DOCUMENT TEXT.
►

# Shot a P99 this weekend...



## js (Jun 29, 2006)

So, I shot a P99 this weekend... I put 100 rds through it. A buddy of mine was able to pick one up for 350.00. It's german made, not a S&W model.

I was pretty damn impressed with the accuracy, put the trigger is something that I don't know if I could ever get use to. It has a real funky/sponge/long pull type feel to it... Do all P99's have this type of trigger feel...? I'm not sure if I was shooting a AS or QA, etc, I was to busy shooting it and forgot to ask afterwards...


----------



## Shipwreck (Jan 26, 2006)

Kewl.

Was every shot the same, or did it have DA/SA?

The QA is the same on every shot. The A/S has the DA/SA.

If it was the same (the QA), even I don't like that trigger).

Glad ya found it accurate, though


----------



## Wandering Man (Jul 9, 2006)

*Wake Up*

JS

Step away from the Walther. Just put it down, and walk away.

We do not need two Walther-addicted administrators on this site.

Go back to your room.

Take a deep breath.

Relax.

Keep repeating "Kimber, Kimber, AR-15, AR-15"

Let yourself become focused, relaxed, at ease, more and more centered.

Good.

Now go find some more beauty in the stars, and leave the Walthers to Shipwreck.

WM


----------



## spacedoggy (May 11, 2006)

Wandering Man said:


> JS
> 
> Step away from the Walther. Just put it down, and walk away.
> 
> ...


+1 and we don't need the site owner becoming a P99 nut. The internet is not big enough.


----------



## uncut (May 6, 2006)

HEHE
I met 2 guys at the range today.....
One of them had a "AG" P99/AS...... was cool since I had both my P99's with me and my Walther G22......


----------



## js (Jun 29, 2006)

spacedoggy said:


> +1 and we don't need the site owner becoming a P99 nut. The internet is not big enough.


oh don't worry...  I also put about 100 rds through a Kimber Tactical Pro. My next gun purchase will more than likely be another Kimber... I got the 1911 bug and I've got it bad my friends...


----------



## Wandering Man (Jul 9, 2006)

js said:


> oh don't worry...  I also put about 100 rds through a Kimber Tactical Pro. My next gun purchase will more than likely be another Kimber... I got the 1911 bug and I've got it bad my friends...


Ahhh, and the world rights itself.

:heart: :heart: :heart: :smt052 :smt049 :smt049 :smt049

WM


----------



## Shipwreck (Jan 26, 2006)

Wandering Man said:


> Ahhh, and the world rights itself.
> 
> :heart: :heart: :heart: :smt052 :smt049 :smt049 :smt049
> 
> WM


Everyone makes a mistake :smt082


----------

◄

RAW DATA.
►

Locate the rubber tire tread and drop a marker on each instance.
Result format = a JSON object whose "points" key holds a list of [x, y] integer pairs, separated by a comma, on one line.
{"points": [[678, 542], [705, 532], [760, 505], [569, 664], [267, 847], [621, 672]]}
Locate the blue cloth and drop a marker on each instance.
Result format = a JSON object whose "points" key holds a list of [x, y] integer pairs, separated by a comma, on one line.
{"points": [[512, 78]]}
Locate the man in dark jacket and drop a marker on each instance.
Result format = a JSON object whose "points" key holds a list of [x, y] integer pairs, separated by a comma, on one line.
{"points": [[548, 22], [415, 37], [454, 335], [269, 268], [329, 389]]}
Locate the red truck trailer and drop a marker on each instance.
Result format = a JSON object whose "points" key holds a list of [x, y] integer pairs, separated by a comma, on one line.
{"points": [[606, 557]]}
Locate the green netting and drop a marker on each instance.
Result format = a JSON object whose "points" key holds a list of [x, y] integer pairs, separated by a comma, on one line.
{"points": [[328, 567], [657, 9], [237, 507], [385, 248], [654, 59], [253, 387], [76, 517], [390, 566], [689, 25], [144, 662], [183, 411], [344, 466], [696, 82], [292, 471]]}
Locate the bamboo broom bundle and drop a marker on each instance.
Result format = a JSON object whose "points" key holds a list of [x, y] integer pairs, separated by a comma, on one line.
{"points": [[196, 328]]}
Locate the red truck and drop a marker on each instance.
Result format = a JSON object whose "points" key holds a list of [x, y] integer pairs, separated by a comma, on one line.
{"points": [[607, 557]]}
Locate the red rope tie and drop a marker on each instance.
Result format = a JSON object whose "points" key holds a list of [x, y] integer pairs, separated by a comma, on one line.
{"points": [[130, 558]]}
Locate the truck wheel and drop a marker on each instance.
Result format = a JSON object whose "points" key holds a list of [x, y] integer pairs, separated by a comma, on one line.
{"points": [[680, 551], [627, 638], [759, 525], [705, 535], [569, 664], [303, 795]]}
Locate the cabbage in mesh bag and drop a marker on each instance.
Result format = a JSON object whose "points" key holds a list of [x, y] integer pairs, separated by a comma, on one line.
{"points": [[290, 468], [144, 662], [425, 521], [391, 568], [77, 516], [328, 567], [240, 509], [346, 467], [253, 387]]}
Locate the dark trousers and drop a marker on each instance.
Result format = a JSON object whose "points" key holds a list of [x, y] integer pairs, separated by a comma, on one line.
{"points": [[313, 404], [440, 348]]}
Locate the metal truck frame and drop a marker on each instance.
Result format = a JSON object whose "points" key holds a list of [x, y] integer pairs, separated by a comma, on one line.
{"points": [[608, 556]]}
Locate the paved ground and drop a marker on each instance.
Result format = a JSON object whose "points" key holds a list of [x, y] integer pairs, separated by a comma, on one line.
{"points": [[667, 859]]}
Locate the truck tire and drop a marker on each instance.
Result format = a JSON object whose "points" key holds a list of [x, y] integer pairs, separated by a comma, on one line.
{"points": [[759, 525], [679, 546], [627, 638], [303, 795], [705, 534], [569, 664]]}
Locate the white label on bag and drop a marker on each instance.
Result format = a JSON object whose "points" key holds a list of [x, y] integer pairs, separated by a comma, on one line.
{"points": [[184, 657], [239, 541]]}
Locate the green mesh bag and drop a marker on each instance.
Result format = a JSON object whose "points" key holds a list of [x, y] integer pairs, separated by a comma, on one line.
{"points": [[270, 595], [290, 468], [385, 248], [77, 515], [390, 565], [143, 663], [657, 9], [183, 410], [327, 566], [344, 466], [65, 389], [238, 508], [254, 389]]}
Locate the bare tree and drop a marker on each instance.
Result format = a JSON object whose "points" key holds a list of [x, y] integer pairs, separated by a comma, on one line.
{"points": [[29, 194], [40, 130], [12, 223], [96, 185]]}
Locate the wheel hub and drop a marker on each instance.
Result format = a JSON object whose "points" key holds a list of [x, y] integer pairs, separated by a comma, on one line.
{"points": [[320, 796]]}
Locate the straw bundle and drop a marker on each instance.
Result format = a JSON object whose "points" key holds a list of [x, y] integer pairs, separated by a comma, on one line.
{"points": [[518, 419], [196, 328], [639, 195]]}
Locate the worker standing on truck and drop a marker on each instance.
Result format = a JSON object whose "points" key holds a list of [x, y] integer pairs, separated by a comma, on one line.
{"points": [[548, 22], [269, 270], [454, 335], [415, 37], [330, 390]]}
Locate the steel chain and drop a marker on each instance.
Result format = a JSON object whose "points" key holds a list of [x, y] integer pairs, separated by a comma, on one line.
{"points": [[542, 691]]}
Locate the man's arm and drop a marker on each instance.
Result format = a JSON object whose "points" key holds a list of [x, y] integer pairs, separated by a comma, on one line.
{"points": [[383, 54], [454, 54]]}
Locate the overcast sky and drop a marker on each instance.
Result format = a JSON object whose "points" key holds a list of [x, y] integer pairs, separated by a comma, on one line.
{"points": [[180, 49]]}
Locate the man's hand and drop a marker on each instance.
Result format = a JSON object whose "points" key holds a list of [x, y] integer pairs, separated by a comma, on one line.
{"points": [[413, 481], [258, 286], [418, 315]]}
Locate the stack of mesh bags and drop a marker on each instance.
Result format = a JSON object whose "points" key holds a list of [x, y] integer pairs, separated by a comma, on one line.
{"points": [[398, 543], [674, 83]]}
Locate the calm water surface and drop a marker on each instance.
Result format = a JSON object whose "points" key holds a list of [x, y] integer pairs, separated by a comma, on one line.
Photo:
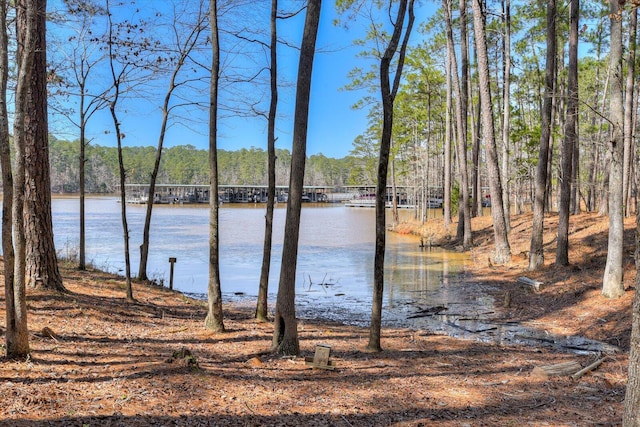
{"points": [[336, 248]]}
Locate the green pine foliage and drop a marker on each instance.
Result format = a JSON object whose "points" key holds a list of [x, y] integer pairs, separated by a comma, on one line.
{"points": [[185, 164]]}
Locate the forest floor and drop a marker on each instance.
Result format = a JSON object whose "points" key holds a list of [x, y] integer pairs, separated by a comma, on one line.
{"points": [[99, 361]]}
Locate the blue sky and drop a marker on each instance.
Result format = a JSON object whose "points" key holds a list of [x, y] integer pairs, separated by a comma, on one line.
{"points": [[333, 124]]}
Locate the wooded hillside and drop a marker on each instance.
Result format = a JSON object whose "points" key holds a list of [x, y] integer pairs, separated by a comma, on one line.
{"points": [[186, 164]]}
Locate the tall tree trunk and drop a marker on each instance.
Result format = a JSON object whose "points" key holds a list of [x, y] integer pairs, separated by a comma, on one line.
{"points": [[214, 320], [261, 308], [631, 416], [570, 139], [612, 284], [117, 82], [17, 334], [502, 252], [476, 178], [460, 90], [628, 113], [81, 178], [388, 92], [285, 334], [506, 113], [41, 261], [447, 146], [17, 339], [183, 50], [536, 250]]}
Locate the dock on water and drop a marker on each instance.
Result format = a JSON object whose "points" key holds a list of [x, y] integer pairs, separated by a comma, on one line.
{"points": [[351, 196]]}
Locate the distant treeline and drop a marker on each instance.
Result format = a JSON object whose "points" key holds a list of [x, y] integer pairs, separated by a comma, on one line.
{"points": [[185, 164]]}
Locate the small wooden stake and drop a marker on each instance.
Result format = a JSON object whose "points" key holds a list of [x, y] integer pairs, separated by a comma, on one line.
{"points": [[172, 261], [321, 358]]}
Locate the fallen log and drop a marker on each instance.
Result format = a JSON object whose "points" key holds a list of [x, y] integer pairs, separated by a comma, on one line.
{"points": [[589, 368], [536, 285]]}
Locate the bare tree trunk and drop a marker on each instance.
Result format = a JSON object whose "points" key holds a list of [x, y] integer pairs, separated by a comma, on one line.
{"points": [[82, 163], [41, 261], [183, 47], [285, 334], [612, 284], [506, 113], [447, 146], [628, 113], [215, 319], [502, 252], [631, 416], [17, 338], [460, 90], [388, 93], [117, 81], [261, 308], [570, 139], [536, 251]]}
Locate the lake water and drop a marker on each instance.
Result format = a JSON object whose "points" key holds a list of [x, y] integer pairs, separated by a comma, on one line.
{"points": [[335, 249], [425, 289]]}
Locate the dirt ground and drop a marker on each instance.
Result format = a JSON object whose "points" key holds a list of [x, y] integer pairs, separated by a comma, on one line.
{"points": [[100, 361]]}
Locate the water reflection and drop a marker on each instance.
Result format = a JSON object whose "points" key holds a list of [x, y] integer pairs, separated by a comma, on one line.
{"points": [[424, 288]]}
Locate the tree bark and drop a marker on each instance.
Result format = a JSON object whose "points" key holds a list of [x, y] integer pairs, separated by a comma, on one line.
{"points": [[117, 82], [285, 334], [502, 250], [612, 284], [447, 144], [41, 261], [460, 90], [536, 249], [631, 416], [182, 50], [261, 308], [214, 320], [506, 113], [629, 113], [570, 139], [388, 92], [17, 336]]}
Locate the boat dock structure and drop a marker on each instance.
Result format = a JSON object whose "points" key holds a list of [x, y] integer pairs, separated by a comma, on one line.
{"points": [[352, 196]]}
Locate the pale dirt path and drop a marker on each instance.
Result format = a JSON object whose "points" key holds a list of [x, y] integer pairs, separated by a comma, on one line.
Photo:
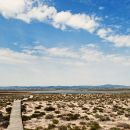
{"points": [[15, 117]]}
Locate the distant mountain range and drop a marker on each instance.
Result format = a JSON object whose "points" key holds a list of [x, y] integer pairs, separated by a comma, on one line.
{"points": [[38, 88]]}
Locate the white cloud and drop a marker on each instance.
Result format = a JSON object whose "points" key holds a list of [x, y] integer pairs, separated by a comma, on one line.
{"points": [[77, 21], [109, 35], [26, 10], [40, 65]]}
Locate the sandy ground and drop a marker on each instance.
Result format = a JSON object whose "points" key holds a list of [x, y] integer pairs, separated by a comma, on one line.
{"points": [[77, 112]]}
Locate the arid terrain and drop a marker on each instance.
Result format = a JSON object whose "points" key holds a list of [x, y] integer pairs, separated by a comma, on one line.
{"points": [[77, 112], [70, 111]]}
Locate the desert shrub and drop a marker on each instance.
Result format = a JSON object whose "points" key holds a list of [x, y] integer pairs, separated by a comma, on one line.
{"points": [[50, 108], [124, 125], [49, 116], [71, 116], [115, 128], [39, 128], [55, 121], [25, 118], [94, 125], [84, 108], [38, 107], [51, 126], [23, 108], [57, 112], [62, 127], [102, 117], [8, 109], [6, 117], [82, 123]]}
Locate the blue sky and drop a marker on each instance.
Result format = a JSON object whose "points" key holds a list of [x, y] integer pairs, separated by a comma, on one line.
{"points": [[64, 42]]}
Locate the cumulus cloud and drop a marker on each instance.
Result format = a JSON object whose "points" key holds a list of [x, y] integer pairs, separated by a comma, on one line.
{"points": [[109, 35], [40, 65], [28, 10], [82, 55]]}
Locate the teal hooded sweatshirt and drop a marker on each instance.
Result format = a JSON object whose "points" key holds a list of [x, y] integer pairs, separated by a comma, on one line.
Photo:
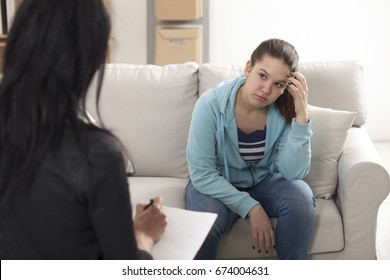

◄

DIRECTION 1.
Answer these questions using the P99 forum thread:
(a) What price did js's buddy pay for the P99?
(b) According to Shipwreck, which P99 version has DA/SA?
(c) Besides the P99, what gun did js put about 100 rounds through?
DIRECTION 2. Give the username of every person who posts in the P99 forum thread, listing each name once.
DIRECTION 3. In the P99 forum thread, what reason does Wandering Man give for telling js to "Step away from the Walther"?

COMPLETE RESPONSE 1.
(a) 350.00
(b) The A/S
(c) A Kimber Tactical Pro

COMPLETE RESPONSE 2. js, Shipwreck, Wandering Man, spacedoggy, uncut

COMPLETE RESPONSE 3. Wandering Man says the site does not need two Walther-addicted administrators. He tells js to leave the Walthers to Shipwreck.